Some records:
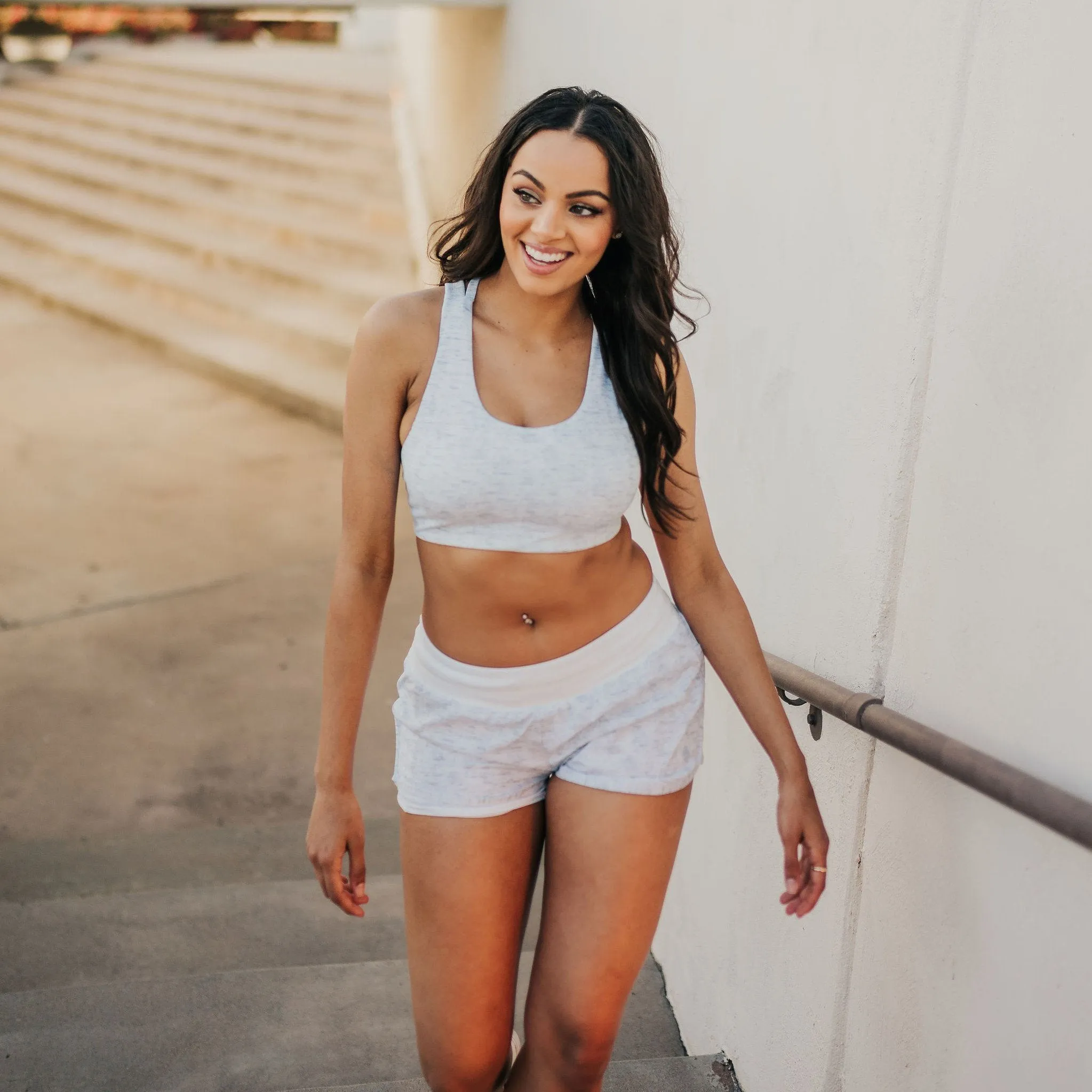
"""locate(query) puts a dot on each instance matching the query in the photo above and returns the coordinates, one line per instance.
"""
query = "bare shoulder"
(399, 334)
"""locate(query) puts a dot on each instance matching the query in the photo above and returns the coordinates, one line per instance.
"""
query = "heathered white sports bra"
(482, 483)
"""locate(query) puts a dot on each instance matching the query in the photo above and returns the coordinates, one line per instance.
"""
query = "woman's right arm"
(380, 373)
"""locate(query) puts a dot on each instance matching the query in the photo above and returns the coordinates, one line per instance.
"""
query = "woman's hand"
(337, 827)
(805, 841)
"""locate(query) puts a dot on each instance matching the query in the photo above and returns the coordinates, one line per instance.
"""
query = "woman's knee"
(581, 1048)
(472, 1068)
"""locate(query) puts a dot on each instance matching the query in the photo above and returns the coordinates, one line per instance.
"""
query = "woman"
(553, 695)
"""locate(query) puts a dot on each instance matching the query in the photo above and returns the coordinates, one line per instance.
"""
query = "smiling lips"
(543, 259)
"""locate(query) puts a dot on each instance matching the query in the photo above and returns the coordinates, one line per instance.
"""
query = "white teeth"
(542, 256)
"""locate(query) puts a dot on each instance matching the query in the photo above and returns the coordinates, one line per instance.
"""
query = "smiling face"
(556, 219)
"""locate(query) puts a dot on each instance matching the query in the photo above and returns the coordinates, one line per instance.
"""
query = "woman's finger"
(357, 873)
(339, 886)
(320, 876)
(794, 881)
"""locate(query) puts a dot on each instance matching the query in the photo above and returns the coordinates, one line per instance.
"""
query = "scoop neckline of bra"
(471, 292)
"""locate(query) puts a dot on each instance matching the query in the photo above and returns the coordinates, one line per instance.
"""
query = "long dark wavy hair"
(631, 294)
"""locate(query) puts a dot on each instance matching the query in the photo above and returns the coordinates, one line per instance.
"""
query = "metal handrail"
(1063, 812)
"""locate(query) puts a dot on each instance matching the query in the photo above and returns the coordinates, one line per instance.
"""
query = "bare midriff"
(506, 610)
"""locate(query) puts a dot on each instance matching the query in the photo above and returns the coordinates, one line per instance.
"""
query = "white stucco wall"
(887, 206)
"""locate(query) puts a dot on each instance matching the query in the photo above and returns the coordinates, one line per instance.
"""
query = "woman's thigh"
(468, 885)
(609, 860)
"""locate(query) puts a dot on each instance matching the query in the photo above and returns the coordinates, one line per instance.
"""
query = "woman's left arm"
(706, 593)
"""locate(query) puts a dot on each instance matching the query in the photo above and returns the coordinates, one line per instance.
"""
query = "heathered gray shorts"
(623, 713)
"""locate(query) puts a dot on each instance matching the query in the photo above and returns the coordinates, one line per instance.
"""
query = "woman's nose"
(547, 222)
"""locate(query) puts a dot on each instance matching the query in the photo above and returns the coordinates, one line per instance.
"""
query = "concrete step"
(243, 363)
(651, 1075)
(355, 285)
(324, 80)
(321, 235)
(273, 1028)
(54, 943)
(218, 123)
(370, 170)
(173, 860)
(310, 328)
(146, 71)
(368, 128)
(211, 173)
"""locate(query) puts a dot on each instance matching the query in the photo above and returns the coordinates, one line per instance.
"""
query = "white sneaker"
(514, 1051)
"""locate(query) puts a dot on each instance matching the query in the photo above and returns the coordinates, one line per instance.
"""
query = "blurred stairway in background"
(241, 225)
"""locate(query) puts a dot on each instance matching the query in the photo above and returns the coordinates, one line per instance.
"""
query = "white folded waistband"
(640, 633)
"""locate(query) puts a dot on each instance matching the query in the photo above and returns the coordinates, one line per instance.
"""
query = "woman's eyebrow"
(568, 197)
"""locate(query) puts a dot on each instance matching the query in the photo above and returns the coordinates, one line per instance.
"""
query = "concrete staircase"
(240, 224)
(206, 960)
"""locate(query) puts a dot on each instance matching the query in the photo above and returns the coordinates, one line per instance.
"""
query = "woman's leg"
(468, 888)
(609, 858)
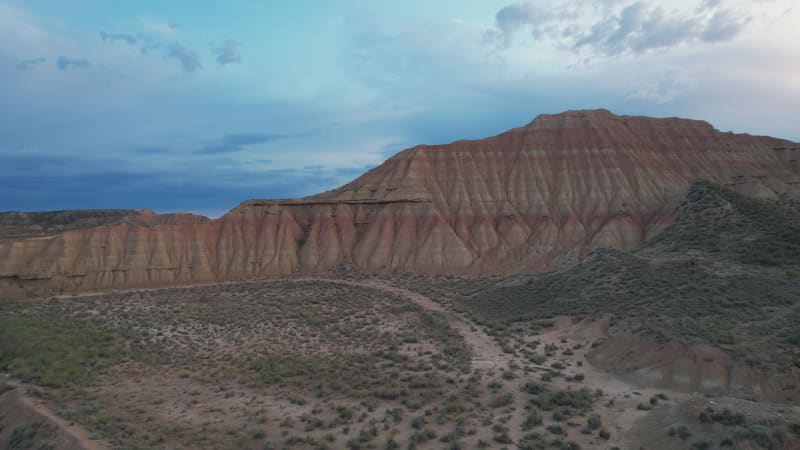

TO DO: Report how many of the lines above contain the string "bare", with case counting. Give only the number.

SOLUTION BELOW: 2